Saved data entries
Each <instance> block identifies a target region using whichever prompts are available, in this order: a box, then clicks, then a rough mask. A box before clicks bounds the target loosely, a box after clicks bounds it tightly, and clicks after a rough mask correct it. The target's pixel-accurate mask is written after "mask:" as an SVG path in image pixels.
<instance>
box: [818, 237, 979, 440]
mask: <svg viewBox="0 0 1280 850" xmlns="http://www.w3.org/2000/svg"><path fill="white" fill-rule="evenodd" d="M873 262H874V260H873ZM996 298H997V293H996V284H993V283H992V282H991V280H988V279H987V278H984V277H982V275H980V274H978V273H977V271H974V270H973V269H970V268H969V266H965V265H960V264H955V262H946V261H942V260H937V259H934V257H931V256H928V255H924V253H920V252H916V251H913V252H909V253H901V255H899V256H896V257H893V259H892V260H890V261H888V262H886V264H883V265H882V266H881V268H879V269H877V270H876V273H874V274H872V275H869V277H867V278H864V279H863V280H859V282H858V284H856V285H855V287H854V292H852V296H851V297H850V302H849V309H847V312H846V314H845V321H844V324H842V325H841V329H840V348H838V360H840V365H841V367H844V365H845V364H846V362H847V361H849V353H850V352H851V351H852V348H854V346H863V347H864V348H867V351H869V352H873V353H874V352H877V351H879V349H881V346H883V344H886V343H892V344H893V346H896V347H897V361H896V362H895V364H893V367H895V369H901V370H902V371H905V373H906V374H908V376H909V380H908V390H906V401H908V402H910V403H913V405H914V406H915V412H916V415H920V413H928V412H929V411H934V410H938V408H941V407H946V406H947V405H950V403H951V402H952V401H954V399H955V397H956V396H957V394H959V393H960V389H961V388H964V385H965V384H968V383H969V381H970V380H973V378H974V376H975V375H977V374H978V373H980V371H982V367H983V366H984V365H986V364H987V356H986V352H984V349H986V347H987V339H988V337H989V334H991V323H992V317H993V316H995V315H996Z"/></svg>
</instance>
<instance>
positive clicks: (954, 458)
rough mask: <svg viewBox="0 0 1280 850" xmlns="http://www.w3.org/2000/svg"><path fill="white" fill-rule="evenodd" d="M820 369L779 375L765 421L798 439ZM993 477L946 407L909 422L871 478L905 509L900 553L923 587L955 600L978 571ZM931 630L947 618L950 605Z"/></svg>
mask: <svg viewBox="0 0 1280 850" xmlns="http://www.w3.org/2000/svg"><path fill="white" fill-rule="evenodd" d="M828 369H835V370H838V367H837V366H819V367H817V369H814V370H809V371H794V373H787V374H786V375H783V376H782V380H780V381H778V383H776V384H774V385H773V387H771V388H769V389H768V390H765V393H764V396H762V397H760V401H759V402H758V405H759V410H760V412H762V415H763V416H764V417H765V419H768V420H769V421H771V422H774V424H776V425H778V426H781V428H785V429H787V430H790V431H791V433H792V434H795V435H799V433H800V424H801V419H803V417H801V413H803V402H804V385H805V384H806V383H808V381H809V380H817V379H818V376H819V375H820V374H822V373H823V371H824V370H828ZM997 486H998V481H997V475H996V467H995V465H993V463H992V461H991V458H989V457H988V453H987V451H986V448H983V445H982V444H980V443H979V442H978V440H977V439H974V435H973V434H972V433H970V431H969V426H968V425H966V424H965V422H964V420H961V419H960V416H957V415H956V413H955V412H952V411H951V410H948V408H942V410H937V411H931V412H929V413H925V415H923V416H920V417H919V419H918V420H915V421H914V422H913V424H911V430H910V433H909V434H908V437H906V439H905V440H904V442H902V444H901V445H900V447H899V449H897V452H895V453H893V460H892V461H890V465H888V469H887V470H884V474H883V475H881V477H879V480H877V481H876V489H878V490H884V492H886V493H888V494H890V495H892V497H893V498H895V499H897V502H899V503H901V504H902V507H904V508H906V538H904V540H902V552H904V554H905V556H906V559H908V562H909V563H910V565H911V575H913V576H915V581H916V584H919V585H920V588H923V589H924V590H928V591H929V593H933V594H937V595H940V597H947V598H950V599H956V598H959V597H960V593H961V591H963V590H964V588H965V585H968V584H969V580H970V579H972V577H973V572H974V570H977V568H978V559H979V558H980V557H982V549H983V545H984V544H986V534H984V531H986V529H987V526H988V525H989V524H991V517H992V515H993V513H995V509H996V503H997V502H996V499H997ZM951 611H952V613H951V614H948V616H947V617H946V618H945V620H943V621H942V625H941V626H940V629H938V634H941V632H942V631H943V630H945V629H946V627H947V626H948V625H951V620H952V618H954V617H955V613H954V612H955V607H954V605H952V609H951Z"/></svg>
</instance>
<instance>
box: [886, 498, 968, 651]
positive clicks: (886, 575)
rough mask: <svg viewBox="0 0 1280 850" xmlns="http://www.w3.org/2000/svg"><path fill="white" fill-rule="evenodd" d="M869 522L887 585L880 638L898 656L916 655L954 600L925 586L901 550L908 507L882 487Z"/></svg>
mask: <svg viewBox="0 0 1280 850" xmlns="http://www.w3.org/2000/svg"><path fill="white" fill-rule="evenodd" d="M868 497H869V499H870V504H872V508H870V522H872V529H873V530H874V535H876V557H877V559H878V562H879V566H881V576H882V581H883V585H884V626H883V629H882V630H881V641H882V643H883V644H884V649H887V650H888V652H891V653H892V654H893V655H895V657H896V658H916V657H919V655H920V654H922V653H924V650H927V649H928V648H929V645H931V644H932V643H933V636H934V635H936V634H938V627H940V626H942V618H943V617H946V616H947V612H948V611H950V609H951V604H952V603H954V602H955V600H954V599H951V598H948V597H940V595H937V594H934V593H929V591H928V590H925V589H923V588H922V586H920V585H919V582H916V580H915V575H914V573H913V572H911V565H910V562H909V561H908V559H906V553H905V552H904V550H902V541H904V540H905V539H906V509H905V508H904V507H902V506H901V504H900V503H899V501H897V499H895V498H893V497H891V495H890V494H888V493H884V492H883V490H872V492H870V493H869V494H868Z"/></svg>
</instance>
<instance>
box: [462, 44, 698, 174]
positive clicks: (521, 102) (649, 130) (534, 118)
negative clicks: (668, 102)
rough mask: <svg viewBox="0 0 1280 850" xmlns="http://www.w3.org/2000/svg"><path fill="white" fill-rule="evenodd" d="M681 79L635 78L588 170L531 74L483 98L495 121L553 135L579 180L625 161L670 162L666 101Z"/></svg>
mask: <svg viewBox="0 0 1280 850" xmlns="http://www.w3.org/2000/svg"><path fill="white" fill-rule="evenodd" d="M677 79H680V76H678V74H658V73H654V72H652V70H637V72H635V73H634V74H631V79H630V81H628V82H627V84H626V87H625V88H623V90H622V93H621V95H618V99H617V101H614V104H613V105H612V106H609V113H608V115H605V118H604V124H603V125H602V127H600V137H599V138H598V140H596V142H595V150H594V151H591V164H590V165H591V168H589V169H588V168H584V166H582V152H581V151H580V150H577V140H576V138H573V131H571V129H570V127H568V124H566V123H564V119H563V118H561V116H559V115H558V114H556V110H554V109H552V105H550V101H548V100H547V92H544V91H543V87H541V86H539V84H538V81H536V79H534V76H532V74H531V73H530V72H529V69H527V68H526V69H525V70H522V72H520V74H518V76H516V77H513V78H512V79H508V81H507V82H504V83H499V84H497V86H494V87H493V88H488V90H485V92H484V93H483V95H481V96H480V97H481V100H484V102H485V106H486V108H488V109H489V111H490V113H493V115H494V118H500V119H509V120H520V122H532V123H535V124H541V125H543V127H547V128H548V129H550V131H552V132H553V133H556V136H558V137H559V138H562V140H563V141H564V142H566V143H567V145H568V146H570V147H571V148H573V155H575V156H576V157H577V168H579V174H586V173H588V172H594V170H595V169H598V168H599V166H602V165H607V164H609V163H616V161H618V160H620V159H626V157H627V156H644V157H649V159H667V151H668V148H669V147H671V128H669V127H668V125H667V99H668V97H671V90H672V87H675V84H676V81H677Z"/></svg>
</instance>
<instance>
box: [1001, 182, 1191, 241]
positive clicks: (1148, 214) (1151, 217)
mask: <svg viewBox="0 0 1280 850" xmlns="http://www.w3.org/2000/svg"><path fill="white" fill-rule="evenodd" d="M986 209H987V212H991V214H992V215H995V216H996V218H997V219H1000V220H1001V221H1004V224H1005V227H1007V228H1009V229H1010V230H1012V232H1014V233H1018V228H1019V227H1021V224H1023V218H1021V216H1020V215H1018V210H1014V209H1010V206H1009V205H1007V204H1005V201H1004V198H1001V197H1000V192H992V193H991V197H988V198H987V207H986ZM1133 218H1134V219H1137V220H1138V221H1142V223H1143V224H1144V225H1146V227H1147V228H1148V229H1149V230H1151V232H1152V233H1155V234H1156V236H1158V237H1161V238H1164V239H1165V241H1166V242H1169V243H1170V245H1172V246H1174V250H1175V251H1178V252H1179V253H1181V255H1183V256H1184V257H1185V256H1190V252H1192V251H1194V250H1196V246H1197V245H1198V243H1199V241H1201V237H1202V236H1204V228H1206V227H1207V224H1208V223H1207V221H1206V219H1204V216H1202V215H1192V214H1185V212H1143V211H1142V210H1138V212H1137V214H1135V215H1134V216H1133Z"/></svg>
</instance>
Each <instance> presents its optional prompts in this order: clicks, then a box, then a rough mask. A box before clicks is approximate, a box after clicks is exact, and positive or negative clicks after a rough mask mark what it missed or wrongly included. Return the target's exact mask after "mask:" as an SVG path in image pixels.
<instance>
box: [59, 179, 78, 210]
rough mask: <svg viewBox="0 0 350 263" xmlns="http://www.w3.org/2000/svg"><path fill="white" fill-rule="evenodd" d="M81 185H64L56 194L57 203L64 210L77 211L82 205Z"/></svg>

• _DIRECTIONS FOR THIS TASK_
Looking at the entries above, can you reproduce exactly the lines from the one that holds "522L887 585L880 638L898" through the one that holds "negative clicks: (668, 102)", and only those?

• _THE ANSWER_
rough mask: <svg viewBox="0 0 1280 850" xmlns="http://www.w3.org/2000/svg"><path fill="white" fill-rule="evenodd" d="M869 522L887 585L880 638L898 656L916 655L954 600L925 586L901 550L908 507L882 487Z"/></svg>
mask: <svg viewBox="0 0 1280 850" xmlns="http://www.w3.org/2000/svg"><path fill="white" fill-rule="evenodd" d="M868 497H869V499H870V504H872V508H870V522H872V529H873V530H874V535H876V557H877V559H878V562H879V566H881V576H882V581H883V585H884V626H883V629H882V630H881V641H882V643H883V644H884V649H887V650H888V652H891V653H892V654H893V655H895V657H896V658H916V657H919V655H920V654H922V653H924V650H927V649H928V648H929V645H931V644H932V643H933V636H934V635H936V634H938V627H940V626H942V618H943V617H946V616H947V612H948V611H950V609H951V604H952V603H954V602H955V600H954V599H951V598H948V597H940V595H937V594H934V593H929V591H928V590H925V589H923V588H922V586H920V585H919V582H916V580H915V575H914V573H913V572H911V565H910V562H909V561H908V559H906V553H905V552H904V550H902V541H904V540H905V539H906V509H905V508H904V507H902V506H901V504H900V503H899V501H897V499H895V498H893V497H891V495H890V494H888V493H884V492H883V490H872V492H870V493H869V494H868Z"/></svg>
</instance>
<instance>
box: [462, 44, 698, 174]
positive clicks: (521, 102) (649, 130) (534, 118)
negative clicks: (668, 102)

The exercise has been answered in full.